> Énoncé A:
D'après l'extrait sur Lorraine Connection, quel prix ce roman a-t-il obtenu ?

> Texte cité:
----

C’est donc Lorraine Connection de Dominique Manotti qui a eu le prix 813 du meilleur roman policier français pour la période septembre 2006, août 2007. C’est un prix plus que mérité qui récompense un auteur important pour le polar français, et ce depuis son premier et roman Sombre Sentier, qui, pour un coup d’essai, fut un coup de maître.

 

Lorraine Connection tourne autour de l’affaire Daewoo, de son usine de Pondange en Lorraine, et de la bataille entre Matra associé au même Daewoo et Alcatel pour le rachat de Matra. Mais  Dominique Manotti ne se contente pas d’écrire un thriller financier mettant en scène les grands fauves (ou du moins ceux qui aiment se voir ainsi) proches du pouvoir. Peu d’auteurs sont, comme elle, capables de faire cohabiter, dans un même roman, les conditions de vie et de travail d'ouvriers en Lorraine et les manigances de haut vol menées par la grande industrie française lors des achats et fusions. Ils sont encore plus rares à décrire ces deux milieux qui ne se côtoient jamais avec la même vraisemblance, la même précision. Une fois de plus, elle livre un roman impressionnant par sa complexité, mais également sa clarté, par son sens du rythme, la précision et le tranchant de son style, et la mécanique parfaite de sa construction et de son suspens. Un roman qui radiographie le pays, depuis la corruption du pouvoir et les guerres feutrées mais réelles que se mènent nos grands industriels, jusqu'aux conséquences pratiques sur les vies de milliers de victimes. Un roman indispensable et passionnant.

----

> Données fournies:
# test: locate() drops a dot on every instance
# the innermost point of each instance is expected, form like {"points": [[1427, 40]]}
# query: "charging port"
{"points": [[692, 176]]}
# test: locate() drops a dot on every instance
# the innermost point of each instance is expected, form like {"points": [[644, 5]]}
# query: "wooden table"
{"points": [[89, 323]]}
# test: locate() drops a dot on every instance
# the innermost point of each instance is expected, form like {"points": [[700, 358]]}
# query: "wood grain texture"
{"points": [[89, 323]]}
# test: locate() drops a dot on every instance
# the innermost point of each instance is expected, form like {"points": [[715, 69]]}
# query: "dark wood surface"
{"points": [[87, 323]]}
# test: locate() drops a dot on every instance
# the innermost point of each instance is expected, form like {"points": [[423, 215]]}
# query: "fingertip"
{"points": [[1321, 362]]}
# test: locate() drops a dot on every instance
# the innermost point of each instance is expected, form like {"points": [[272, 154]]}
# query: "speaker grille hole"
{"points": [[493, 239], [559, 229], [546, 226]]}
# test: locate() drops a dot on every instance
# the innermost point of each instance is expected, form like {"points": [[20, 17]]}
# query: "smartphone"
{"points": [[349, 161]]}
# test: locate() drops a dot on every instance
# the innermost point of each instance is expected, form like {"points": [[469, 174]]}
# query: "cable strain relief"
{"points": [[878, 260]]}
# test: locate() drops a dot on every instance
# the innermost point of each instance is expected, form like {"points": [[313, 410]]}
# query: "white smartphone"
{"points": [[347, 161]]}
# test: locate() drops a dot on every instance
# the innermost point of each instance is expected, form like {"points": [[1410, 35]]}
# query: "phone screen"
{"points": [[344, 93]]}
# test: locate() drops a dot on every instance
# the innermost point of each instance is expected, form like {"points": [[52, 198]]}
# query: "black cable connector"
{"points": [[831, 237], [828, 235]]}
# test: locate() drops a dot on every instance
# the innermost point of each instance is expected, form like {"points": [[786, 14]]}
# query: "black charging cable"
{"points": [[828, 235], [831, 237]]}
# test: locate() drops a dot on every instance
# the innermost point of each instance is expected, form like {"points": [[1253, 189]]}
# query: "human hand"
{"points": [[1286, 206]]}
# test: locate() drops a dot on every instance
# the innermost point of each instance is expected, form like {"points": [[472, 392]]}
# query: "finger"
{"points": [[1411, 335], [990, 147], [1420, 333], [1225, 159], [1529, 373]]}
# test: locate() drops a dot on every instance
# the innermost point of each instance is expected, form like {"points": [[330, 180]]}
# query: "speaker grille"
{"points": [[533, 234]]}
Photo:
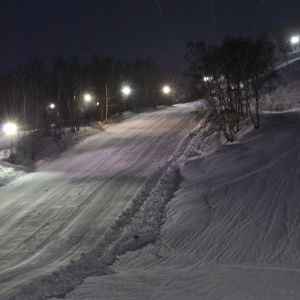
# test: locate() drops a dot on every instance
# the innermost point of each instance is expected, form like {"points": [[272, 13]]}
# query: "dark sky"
{"points": [[127, 29]]}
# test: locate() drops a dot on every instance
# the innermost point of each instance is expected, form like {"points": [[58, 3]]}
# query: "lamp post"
{"points": [[166, 89], [126, 90], [295, 42], [10, 129]]}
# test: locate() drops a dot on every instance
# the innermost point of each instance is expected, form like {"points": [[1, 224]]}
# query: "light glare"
{"points": [[295, 39], [166, 89], [10, 128], [126, 90], [87, 97]]}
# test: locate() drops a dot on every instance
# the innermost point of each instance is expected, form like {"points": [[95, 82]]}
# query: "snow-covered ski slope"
{"points": [[232, 231], [52, 216], [213, 221]]}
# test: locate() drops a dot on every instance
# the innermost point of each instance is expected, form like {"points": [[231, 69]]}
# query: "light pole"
{"points": [[295, 42], [126, 90], [10, 129], [166, 89]]}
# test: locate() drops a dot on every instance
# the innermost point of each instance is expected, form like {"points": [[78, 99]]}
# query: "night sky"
{"points": [[127, 29]]}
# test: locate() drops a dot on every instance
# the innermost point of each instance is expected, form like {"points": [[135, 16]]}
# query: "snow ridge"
{"points": [[142, 220]]}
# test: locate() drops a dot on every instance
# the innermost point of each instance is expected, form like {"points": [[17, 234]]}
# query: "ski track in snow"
{"points": [[232, 231], [53, 215]]}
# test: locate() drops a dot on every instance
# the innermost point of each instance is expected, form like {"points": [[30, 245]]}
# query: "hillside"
{"points": [[230, 231]]}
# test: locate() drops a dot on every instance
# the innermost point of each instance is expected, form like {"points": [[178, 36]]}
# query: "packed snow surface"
{"points": [[232, 230], [156, 207]]}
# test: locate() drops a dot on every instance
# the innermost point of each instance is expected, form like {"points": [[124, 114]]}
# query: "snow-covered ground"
{"points": [[197, 220]]}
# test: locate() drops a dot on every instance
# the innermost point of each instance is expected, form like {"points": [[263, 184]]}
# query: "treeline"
{"points": [[28, 90], [230, 78]]}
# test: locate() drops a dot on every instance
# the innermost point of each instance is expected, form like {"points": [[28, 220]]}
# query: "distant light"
{"points": [[10, 128], [295, 39], [207, 78], [166, 89], [87, 97], [126, 90]]}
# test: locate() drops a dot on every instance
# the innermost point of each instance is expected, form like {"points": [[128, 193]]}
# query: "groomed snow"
{"points": [[213, 220]]}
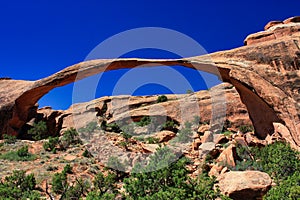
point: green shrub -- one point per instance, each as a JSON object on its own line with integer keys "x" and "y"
{"x": 196, "y": 120}
{"x": 162, "y": 98}
{"x": 124, "y": 144}
{"x": 86, "y": 154}
{"x": 279, "y": 160}
{"x": 9, "y": 139}
{"x": 21, "y": 154}
{"x": 70, "y": 137}
{"x": 67, "y": 169}
{"x": 288, "y": 189}
{"x": 23, "y": 151}
{"x": 59, "y": 183}
{"x": 104, "y": 185}
{"x": 152, "y": 140}
{"x": 165, "y": 179}
{"x": 75, "y": 192}
{"x": 126, "y": 136}
{"x": 38, "y": 131}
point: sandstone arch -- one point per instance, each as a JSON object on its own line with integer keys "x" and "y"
{"x": 266, "y": 74}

----

> Énoncé B:
Quelles lignes des enregistrements contiennent la chaîne "speaker" ? Extrayez-les toutes, en tenant compte de la casse.

> Réponse rédigée A:
Le prix 813 du meilleur roman policier français, pour la période de septembre 2006 à août 2007.

> Réponse rédigée B:
# query: "speaker grille hole"
# query: "speaker grille"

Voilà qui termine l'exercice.